■ **Exercise description**
A faithful retyping of every entry below is wanted, with images left out.

■ **Recorded information**
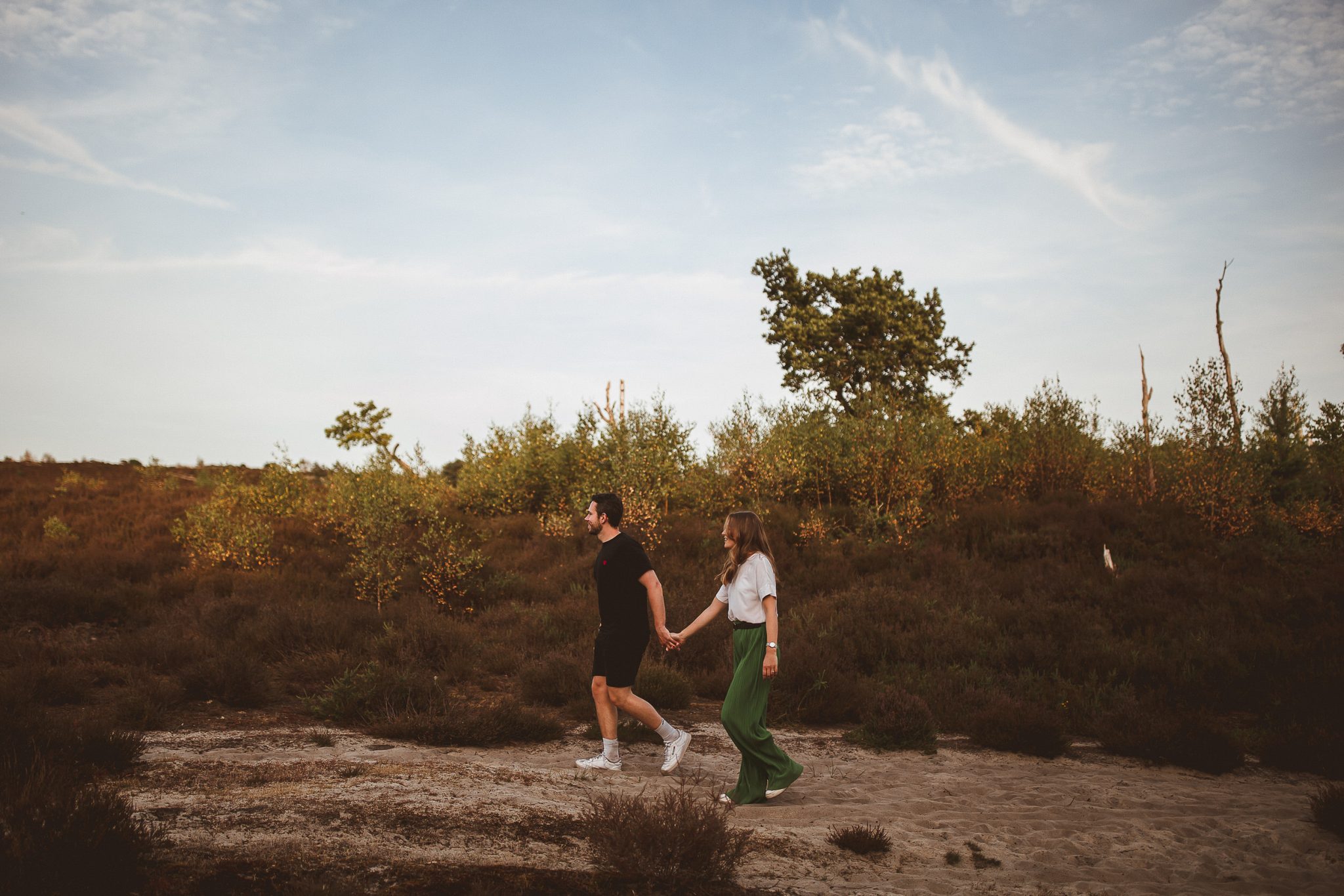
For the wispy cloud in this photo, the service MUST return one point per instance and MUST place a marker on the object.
(1278, 62)
(898, 146)
(1077, 167)
(64, 156)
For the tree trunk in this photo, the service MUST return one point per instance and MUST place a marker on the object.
(1227, 365)
(1148, 437)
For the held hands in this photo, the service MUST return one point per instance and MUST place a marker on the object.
(770, 668)
(669, 640)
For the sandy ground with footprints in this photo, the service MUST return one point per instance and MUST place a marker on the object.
(1087, 824)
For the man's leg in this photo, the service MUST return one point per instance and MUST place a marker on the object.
(605, 708)
(628, 702)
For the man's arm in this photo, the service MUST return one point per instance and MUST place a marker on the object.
(655, 589)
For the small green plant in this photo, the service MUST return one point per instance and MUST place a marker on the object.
(350, 696)
(54, 529)
(860, 838)
(978, 859)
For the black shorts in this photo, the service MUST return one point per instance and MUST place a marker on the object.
(618, 655)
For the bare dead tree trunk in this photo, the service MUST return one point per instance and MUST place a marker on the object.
(1227, 365)
(613, 418)
(406, 468)
(1148, 437)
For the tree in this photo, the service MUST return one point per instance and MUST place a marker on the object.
(1280, 436)
(856, 338)
(365, 426)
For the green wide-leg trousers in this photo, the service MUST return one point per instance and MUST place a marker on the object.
(764, 765)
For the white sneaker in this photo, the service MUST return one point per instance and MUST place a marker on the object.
(674, 751)
(598, 762)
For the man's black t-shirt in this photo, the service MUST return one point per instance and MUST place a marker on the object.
(621, 601)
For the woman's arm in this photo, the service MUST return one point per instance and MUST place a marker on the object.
(701, 621)
(772, 634)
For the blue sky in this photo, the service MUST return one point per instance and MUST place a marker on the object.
(222, 223)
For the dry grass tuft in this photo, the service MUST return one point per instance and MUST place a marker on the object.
(675, 842)
(860, 838)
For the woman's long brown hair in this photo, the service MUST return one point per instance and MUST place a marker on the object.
(747, 538)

■ **Result of this task**
For the wispy cloud in this photo, the service MUST return one point per instance and MUST place a marker on the object.
(1278, 62)
(898, 146)
(1077, 167)
(64, 156)
For the tree trunk in this photo, the service MUST return one point per instance and MUST place a marker on the object.
(1227, 365)
(1148, 437)
For the held hands in this photo, the service MUST return one point per instance and MUST place a marker on the object.
(770, 668)
(669, 640)
For the sandy ground with footprints in this photo, the service MUST return one point per instance and MUST place a marker on the object.
(1087, 824)
For the man's leg in this photo, the service MUST return one point per instance and MUST place a marker on the object.
(605, 708)
(628, 702)
For the man's arm in this photo, the service MUST return one point per instance and MUST place a marker on the object.
(655, 589)
For the small green plant in this photo, the service MUST return one point per instance and MUST place a marker on the object.
(350, 696)
(54, 529)
(860, 838)
(978, 859)
For the black shorts in this photo, the service MUST return one point per instance and MUST place a marker on the object.
(618, 655)
For the bare dead tree trunk in this photo, the service MUST return one point per instance and MUST place a marker on the object.
(1227, 365)
(613, 418)
(406, 468)
(1148, 437)
For the tree in this photo, the service MUST return one point per instance and MUST place a marker on the object.
(1280, 436)
(856, 338)
(365, 426)
For the green wide-leg trousers in this photo, the service MUST return one point per instance and MUST place a marker on the object.
(764, 765)
For the white sneaker in this photo, the service MUST return one point per instance and MUST place a marker on the object.
(674, 751)
(598, 762)
For the man's black t-shirt in this photo, the service MUST return one point per instance and MUST place a marker on the object.
(621, 601)
For the woman's arm in this photo, the service MUST return one point per instance and MUST place a marker on the object.
(701, 621)
(772, 634)
For the blue sky in this photo, the service MUST return one point per instance and MUST place a marker on the object.
(222, 223)
For the dry grass tuft in this photo, the service MUST return one point per instance and MUST place a marker on the object.
(675, 842)
(860, 838)
For the woman's long brown hair in this photo, the service MUST return one point per instance and MUST place a marker on the object.
(747, 538)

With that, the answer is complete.